• _Given request_
Rewrite all the lines below, keeping the request line as it is, and scale each coordinate point by 0.7, rounding every result to the nearest whole number with halves rounded up.

[START OF Data shown]

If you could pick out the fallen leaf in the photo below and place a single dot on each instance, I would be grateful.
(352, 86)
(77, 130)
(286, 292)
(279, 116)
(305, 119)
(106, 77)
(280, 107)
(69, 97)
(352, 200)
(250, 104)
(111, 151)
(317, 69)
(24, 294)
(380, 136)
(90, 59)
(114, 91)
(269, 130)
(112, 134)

[END OF Data shown]

• _Response_
If you could pick out the fallen leaf in the photo below and place a single dot on each instance, I would be grateful.
(246, 60)
(54, 91)
(200, 204)
(195, 81)
(214, 83)
(74, 54)
(196, 75)
(48, 68)
(246, 140)
(175, 73)
(78, 106)
(222, 48)
(17, 206)
(266, 95)
(63, 41)
(80, 64)
(188, 91)
(78, 94)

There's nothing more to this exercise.